Turn the lines of the data below into a numbered list, starting with the line that holds "TARGET: mountain ridge" and continuing through the final line of the data. Leave out any blank lines.

------ Data shown

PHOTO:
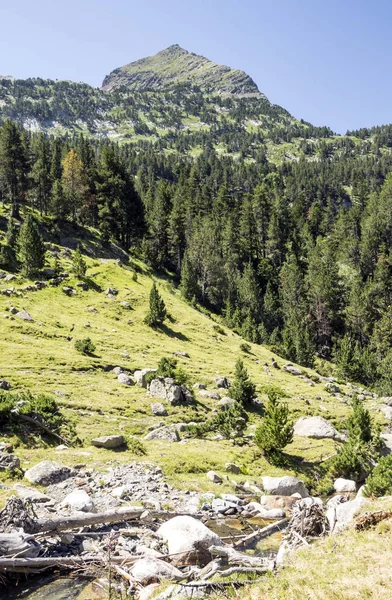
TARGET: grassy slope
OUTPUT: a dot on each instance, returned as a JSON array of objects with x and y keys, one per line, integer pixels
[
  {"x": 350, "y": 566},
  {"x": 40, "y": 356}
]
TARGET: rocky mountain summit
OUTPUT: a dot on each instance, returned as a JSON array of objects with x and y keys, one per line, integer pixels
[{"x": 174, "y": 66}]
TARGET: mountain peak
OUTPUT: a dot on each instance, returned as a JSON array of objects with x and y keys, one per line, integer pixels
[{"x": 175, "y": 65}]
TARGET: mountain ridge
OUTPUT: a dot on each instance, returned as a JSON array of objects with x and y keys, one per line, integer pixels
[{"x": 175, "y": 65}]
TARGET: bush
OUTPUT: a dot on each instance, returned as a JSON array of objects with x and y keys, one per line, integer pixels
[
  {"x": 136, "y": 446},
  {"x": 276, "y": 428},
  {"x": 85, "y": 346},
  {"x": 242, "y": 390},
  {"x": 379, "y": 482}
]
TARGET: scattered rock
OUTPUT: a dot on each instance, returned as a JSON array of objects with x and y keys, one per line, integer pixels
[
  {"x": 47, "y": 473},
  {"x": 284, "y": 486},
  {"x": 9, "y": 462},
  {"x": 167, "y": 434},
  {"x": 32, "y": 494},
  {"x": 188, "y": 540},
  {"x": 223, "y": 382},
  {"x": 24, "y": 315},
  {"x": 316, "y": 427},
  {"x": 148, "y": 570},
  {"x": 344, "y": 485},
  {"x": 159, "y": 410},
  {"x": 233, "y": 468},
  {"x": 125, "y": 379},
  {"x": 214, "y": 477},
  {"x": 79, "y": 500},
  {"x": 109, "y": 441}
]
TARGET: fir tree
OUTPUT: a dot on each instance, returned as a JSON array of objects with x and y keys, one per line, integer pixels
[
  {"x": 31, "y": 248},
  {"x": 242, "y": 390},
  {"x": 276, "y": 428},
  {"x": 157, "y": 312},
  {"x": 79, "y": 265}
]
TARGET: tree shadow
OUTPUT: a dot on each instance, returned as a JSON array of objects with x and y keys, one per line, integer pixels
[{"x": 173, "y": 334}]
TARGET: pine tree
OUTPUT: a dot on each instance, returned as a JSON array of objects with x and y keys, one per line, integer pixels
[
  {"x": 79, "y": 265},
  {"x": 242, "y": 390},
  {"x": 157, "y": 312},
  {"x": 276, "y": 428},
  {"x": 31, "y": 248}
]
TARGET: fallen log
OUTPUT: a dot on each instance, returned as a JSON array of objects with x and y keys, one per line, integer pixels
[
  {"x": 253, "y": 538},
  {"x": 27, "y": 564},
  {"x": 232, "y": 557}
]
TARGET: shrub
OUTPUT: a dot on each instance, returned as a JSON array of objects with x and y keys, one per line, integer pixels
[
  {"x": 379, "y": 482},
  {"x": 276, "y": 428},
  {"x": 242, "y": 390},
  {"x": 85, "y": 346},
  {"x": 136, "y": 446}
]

------------

● **Answer in full**
1. TARGET: mountain ridge
2. OUTPUT: a dot on each instance, returned as a JSON array of objects with x and y keys, one per line, integer pixels
3. [{"x": 175, "y": 65}]
4. TARGET: bush
5. OUTPUT: a dot on each instance, returned as a JSON array of objects with x and y keys, one per line, integer pixels
6. [
7.   {"x": 136, "y": 446},
8.   {"x": 276, "y": 428},
9.   {"x": 85, "y": 346},
10.   {"x": 242, "y": 390},
11.   {"x": 379, "y": 482}
12. ]
13. TARGET: scattered rock
14. OUTPUT: a dot on each instance, returned as a JSON array of objects with x and y keys, one per line, integer pixels
15. [
16.   {"x": 47, "y": 473},
17.   {"x": 284, "y": 486},
18.   {"x": 9, "y": 462},
19.   {"x": 167, "y": 434},
20.   {"x": 32, "y": 494},
21.   {"x": 188, "y": 540},
22.   {"x": 223, "y": 382},
23.   {"x": 24, "y": 315},
24.   {"x": 316, "y": 427},
25.   {"x": 148, "y": 570},
26.   {"x": 344, "y": 485},
27.   {"x": 159, "y": 410},
28.   {"x": 233, "y": 468},
29.   {"x": 125, "y": 379},
30.   {"x": 214, "y": 477},
31.   {"x": 79, "y": 500},
32.   {"x": 109, "y": 441}
33. ]
34. TARGET: fir tree
35. OUTPUT: a dot on each instance, returned as a JSON array of objects with x and y keys, one per line, integer pixels
36. [
37.   {"x": 31, "y": 248},
38.   {"x": 242, "y": 390},
39.   {"x": 276, "y": 428},
40.   {"x": 157, "y": 312},
41.   {"x": 79, "y": 265}
42. ]
43. TARGET: tree shadow
44. OUTPUT: a dot on each instance, returned as a JSON array of objects with x and y keys, one per line, integer pixels
45. [{"x": 173, "y": 334}]
46. TARGET: pine tree
47. OUTPUT: a dot on each instance, returned as a JSON array of objects with x and y keys, one per line, integer pixels
48. [
49.   {"x": 79, "y": 265},
50.   {"x": 242, "y": 390},
51.   {"x": 157, "y": 312},
52.   {"x": 276, "y": 428},
53.   {"x": 31, "y": 248}
54. ]
55. TARGET: fallen log
56. OUTPUT: a dot on each instance, returned as a JSON array of objects with x and y keys, one per line, integer pixels
57. [
58.   {"x": 253, "y": 538},
59.   {"x": 27, "y": 564},
60.   {"x": 232, "y": 557}
61. ]
62. TARGET: shrub
63. OUTPUT: a dot on each instance, returned as a JSON array of objects with x and y keys, one per line, integer pixels
64. [
65.   {"x": 379, "y": 482},
66.   {"x": 276, "y": 428},
67.   {"x": 242, "y": 390},
68.   {"x": 85, "y": 346},
69.   {"x": 136, "y": 446}
70. ]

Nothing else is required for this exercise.